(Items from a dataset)
....

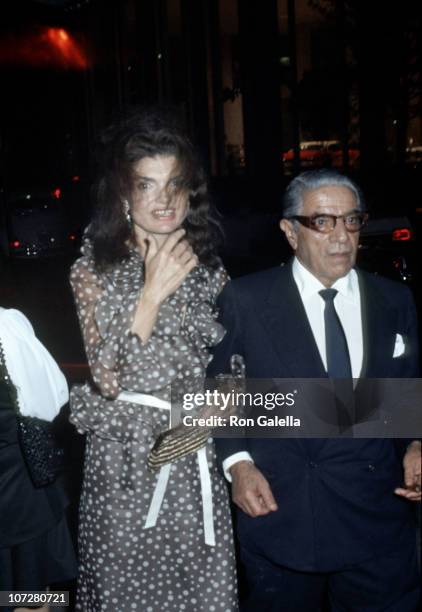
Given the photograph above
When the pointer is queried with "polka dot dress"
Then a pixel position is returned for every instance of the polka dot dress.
(123, 565)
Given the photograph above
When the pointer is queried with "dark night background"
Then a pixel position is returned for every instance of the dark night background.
(267, 88)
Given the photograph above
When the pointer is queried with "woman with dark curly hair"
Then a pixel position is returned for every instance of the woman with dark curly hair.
(145, 290)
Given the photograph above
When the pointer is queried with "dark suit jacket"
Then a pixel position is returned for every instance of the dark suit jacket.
(335, 497)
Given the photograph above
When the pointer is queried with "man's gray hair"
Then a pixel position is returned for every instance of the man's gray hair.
(314, 179)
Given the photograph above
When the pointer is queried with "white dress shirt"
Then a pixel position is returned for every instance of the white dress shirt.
(348, 307)
(41, 387)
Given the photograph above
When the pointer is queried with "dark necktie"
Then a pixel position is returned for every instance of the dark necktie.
(338, 362)
(338, 359)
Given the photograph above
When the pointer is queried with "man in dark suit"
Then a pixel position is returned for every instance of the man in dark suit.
(322, 516)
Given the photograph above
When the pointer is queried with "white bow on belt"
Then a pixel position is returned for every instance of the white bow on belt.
(164, 474)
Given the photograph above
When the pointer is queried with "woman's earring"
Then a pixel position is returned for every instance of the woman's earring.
(126, 209)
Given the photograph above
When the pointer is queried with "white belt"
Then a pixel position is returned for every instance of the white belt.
(164, 474)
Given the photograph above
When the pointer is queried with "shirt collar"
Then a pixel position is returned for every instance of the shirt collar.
(309, 285)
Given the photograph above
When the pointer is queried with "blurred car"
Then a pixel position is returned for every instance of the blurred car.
(335, 152)
(414, 156)
(35, 225)
(388, 247)
(317, 153)
(311, 154)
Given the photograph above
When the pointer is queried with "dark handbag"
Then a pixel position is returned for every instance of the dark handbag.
(42, 456)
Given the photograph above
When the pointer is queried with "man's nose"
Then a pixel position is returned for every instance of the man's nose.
(340, 232)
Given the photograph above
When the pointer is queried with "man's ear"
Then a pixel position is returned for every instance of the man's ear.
(288, 229)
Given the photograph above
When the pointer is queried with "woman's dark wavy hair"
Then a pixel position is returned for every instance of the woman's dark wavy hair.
(143, 133)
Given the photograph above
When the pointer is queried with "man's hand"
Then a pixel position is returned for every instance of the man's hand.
(412, 464)
(250, 490)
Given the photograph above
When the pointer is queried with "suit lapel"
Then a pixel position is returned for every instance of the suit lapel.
(285, 320)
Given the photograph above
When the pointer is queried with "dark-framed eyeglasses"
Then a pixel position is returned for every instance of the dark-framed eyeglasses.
(353, 222)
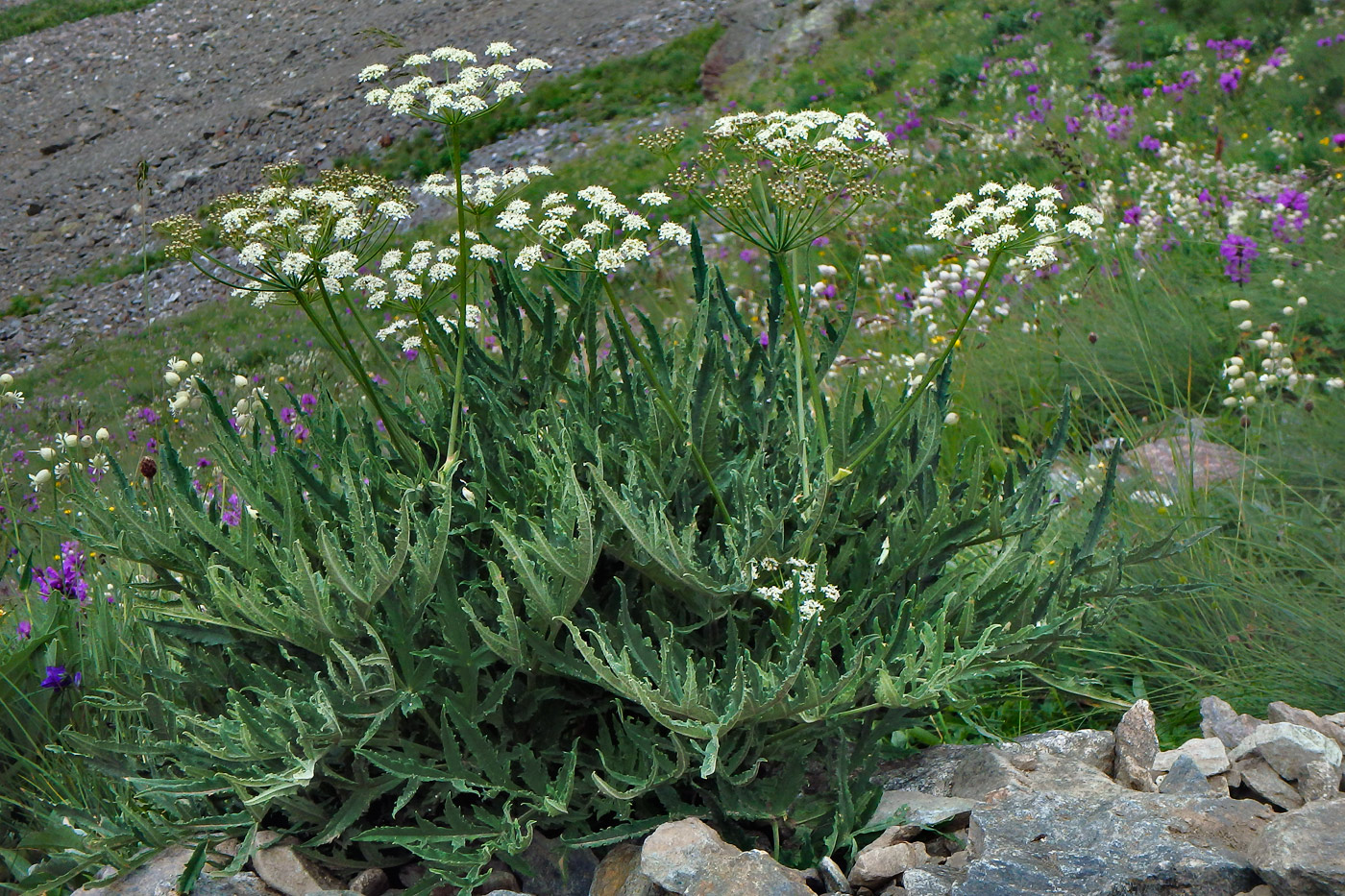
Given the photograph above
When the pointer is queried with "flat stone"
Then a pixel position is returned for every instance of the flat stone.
(1302, 853)
(286, 871)
(1320, 781)
(1281, 712)
(1137, 747)
(915, 808)
(1220, 720)
(928, 771)
(1210, 754)
(619, 875)
(679, 853)
(750, 873)
(877, 866)
(1089, 747)
(1186, 778)
(1266, 784)
(1049, 844)
(1288, 748)
(372, 882)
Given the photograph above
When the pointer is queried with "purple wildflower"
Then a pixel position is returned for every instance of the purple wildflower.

....

Exercise description
Give every record back exactly as it reads, with no images.

Written answer
Given the photograph above
When the pointer is queried with "polka dot dress"
Then a pixel position is returned for every instance of the polka dot dress.
(123, 565)
Given the photograph above
When the pointer is queried with "dark night background"
Then a pixel position is returned for every instance of the dark night background.
(267, 88)
Given the photograph above
When the pointer is queried with "woman with dark curly hair"
Then a pixel position is returned for every instance of the woman with dark curly hair.
(145, 290)
Given the photograph above
When the pointer is queried with "dark suit jacket"
Then a pixel position is returned for every instance of the dark suit jacket.
(335, 497)
Given the photograph above
When the pointer is queried with "man's gray hair"
Then a pixel position is returned for every instance of the man's gray hair.
(314, 179)
Given the photograph above
When the pointer is queried with "white dress shirt"
Then a pixel position is returned for every instance of the white dress shirt.
(348, 307)
(41, 387)
Given the photograph above
When the pointer is queried with "dark necktie"
Then a pixel position is returned for every instance of the dark necktie.
(338, 362)
(338, 359)
Given the photograph above
When the pointer is queried with "man in dark suit"
Then a pixel position is returned for every instance of the man in dark suit.
(322, 516)
Given the photograph above
When the pointer is queried with "white bow on belt"
Then a pixel position is returned for every instance of the white bow on belt.
(164, 474)
Given the photograph above
When the pointer is queried with "woman's earring"
Then a pixel position is returned for every instance of the woman's earring.
(126, 209)
Given the photograph above
When the pointer is queried with "white belt"
Then a pixel position is returned for every instance of the white belt.
(164, 474)
Given the photograph above
When the pointer is queried with "shirt collar"
Then a pixel position is returned for every instance of the shirt collar.
(309, 285)
Given the photograph above
When the pointer is queried with "blurred car"
Then a pixel position is returned for every instance of the blurred car.
(335, 152)
(414, 156)
(35, 225)
(388, 247)
(317, 153)
(311, 154)
Given the photograph above
When the pointer is queried with "dark handbag"
Then a pixel position is returned for every instance of the dark handbag.
(42, 456)
Given the photograph above
When the pointer is queried with "man's nose"
Then a pixel position is returned for every instance of the man's nose.
(340, 232)
Given the photograph above
When the pointer is queried with "man's ear"
Then a pixel position is returned for every instance of the man's ear.
(288, 229)
Given the photograph above
When the pointer is queried with "woman's dark wavy hair"
Then a pixel position is returned for every instance of the woman's dark wavy hair.
(143, 133)
Given the photograph above
When the pointer is queried with "man's hand"
Then a pixel position is returned for every instance of the man's hand.
(412, 464)
(250, 490)
Given the photograph above
When the pointer is queried with "suit lapel"
Then a pixel position is returned for every instance of the suit lapel.
(285, 320)
Given the photograph above
When the pointer is queried with "dark-framed eyeglasses"
Then a pixel position is returned for every instance of the dark-framed eyeglasses.
(353, 222)
Given the photograph above
When the pointer is queried with "flat stone"
Then a pixel position is returned for every instance of the flat stone.
(1302, 853)
(286, 871)
(1320, 781)
(1281, 712)
(1137, 747)
(915, 808)
(1220, 720)
(928, 771)
(1210, 754)
(619, 875)
(679, 853)
(750, 873)
(877, 866)
(1089, 747)
(1186, 778)
(1266, 784)
(1049, 844)
(1288, 748)
(372, 882)
Given the photograph above
When the pointer is queried with "purple wildflower"
Then a pixel position is returned for every instance of the purple wildflower.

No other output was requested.